Instructions to follow:
Continue the passage about the morning fox in London, picking up right after its last sentence.
### Document text
Bright pink smear of sky over an ice cold London, one face of the Shard shining blue like a strip of satin. I don’t like the Shard. It looms over the suburbs below the river, poking its point out from behind every terrace. I don’t like how it dominates the skyline either. But in certain lights, I’ll take it.
"Good morning, beautiful."
I turn around.
"Not you, the fox. Stay there, beautiful, I'll get you some food."
The fox is waiting in front of the lacklusture laurel bush behind the basketball court. The dog and I see this fox most mornings. There was a time when the dog would have chased it, but these days he doesn’t bother. And the fox is beautiful, though I’d never stopped to think about it in those terms, a very healthy looking fox, with a shock of chesnut fur, thick as a ruff or whatever it is draped over Mark Rylance’s shoulders in the new series of “Wolf Hall”.
######
### Raw data
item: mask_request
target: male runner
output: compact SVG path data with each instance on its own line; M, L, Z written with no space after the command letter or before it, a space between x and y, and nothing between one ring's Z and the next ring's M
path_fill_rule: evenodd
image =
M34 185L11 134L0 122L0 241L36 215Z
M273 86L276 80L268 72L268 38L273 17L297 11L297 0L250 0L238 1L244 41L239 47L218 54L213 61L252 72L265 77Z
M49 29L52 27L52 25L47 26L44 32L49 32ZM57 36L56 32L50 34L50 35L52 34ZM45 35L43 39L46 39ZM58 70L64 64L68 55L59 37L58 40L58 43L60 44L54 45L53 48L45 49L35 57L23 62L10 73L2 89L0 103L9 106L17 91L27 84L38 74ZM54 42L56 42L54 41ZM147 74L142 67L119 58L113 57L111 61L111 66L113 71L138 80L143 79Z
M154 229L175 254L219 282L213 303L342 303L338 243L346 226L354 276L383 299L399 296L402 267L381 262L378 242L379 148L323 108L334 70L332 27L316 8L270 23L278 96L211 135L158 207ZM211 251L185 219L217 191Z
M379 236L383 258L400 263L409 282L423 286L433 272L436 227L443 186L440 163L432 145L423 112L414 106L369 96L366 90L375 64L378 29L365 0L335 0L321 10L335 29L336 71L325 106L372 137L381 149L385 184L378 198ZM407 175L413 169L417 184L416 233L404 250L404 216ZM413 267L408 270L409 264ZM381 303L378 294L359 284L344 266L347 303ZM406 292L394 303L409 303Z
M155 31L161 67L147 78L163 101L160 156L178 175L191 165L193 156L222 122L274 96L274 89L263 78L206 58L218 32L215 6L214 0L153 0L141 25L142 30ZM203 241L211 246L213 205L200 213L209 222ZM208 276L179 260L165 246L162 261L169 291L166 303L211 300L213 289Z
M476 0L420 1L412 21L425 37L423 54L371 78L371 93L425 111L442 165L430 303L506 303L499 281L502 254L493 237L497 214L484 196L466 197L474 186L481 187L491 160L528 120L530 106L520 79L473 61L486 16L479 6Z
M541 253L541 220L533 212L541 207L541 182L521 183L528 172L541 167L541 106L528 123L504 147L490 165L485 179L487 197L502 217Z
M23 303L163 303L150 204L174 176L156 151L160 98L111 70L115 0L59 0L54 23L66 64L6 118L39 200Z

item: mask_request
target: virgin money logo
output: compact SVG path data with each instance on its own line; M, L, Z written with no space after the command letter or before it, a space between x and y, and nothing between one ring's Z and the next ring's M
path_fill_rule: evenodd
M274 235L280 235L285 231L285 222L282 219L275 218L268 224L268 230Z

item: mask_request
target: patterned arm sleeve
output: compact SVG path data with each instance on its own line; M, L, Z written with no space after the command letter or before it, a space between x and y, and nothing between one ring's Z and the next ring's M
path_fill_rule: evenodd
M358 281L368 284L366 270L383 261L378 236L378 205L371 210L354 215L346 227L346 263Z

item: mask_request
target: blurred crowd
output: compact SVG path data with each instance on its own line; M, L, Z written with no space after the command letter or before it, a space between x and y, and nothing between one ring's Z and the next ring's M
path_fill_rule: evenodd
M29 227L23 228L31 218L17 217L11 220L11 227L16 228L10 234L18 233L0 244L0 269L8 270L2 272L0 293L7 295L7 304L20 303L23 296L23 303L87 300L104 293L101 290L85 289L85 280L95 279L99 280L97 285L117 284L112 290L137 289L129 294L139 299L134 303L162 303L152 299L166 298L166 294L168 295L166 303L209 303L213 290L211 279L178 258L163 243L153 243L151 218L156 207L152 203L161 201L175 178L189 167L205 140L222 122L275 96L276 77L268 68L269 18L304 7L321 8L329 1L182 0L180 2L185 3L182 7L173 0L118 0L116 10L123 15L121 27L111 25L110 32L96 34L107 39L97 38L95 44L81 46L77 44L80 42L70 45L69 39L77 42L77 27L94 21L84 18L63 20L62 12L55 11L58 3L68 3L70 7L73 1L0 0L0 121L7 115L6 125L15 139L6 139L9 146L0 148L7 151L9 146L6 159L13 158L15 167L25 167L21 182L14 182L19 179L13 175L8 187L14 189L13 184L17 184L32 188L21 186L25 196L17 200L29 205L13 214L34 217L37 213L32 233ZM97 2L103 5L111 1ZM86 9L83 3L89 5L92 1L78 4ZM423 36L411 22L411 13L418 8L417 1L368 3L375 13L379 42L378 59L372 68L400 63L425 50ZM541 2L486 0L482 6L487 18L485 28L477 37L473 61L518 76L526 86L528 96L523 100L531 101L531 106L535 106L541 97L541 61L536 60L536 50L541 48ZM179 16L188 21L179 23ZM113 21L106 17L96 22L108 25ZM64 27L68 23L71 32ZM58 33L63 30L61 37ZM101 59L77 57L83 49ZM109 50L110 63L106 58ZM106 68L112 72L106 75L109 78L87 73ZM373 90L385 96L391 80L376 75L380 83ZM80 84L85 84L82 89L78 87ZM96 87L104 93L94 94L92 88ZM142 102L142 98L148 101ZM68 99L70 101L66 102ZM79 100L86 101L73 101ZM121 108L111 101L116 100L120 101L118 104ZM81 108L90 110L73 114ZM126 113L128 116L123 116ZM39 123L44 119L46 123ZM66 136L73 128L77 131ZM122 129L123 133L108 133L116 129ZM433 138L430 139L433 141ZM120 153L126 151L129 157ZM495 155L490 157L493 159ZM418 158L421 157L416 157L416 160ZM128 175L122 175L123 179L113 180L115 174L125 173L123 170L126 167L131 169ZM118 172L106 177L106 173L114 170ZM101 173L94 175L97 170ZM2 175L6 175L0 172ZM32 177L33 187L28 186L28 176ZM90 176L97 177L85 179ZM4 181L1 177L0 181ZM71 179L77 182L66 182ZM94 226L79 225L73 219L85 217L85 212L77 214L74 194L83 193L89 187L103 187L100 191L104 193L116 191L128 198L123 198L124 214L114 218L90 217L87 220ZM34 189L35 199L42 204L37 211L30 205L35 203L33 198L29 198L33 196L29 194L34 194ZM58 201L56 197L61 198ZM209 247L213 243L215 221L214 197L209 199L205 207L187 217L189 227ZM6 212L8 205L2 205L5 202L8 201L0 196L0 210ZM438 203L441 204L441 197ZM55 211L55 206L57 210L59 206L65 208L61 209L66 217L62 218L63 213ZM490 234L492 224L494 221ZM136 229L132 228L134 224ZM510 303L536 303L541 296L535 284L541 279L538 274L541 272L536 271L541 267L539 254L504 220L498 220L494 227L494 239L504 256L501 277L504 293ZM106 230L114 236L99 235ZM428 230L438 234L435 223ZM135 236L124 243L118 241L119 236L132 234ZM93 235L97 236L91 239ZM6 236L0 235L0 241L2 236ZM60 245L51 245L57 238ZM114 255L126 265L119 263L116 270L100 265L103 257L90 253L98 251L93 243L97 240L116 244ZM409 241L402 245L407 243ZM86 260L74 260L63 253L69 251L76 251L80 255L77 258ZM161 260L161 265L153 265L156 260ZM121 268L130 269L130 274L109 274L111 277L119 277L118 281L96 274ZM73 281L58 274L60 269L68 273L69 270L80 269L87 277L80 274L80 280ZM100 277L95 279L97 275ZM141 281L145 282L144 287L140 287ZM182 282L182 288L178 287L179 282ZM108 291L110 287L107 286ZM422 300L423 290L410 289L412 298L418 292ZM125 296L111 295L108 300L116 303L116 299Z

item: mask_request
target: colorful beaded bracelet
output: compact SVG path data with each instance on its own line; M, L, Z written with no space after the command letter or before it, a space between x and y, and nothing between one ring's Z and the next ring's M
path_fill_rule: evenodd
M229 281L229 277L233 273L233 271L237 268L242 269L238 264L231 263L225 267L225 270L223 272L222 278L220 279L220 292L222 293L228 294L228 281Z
######
Answer box:
There are quite a few well-fed foxes round here. Last winter, when I was still getting the train into work, I would see one waiting beneath the same ground-floor window every evening. The light was on and you could hear people talking and cooking inside, the scrape of pans. The fox would sit very patiently on a patch of grass, paws folded over one another like a dog by a fire. The grass itself seemed to take on the outline of a room. We think of domestication as a movement inwards - the animal steps through the door - but I’m not sure it’s like that, at least not in a city. A city is a house already.
In street below our street there’s a unit making anti-corrosion paint. The steel drums are out in the elements, walkways in the air, buckets at their base with signs like “waste oil”. The other morning, I saw a fox weaving between the drums. This one didn’t look so healthy. Its coat was rusting, almost grey. No one feeds this fox, though it must live within metres of “beautiful”.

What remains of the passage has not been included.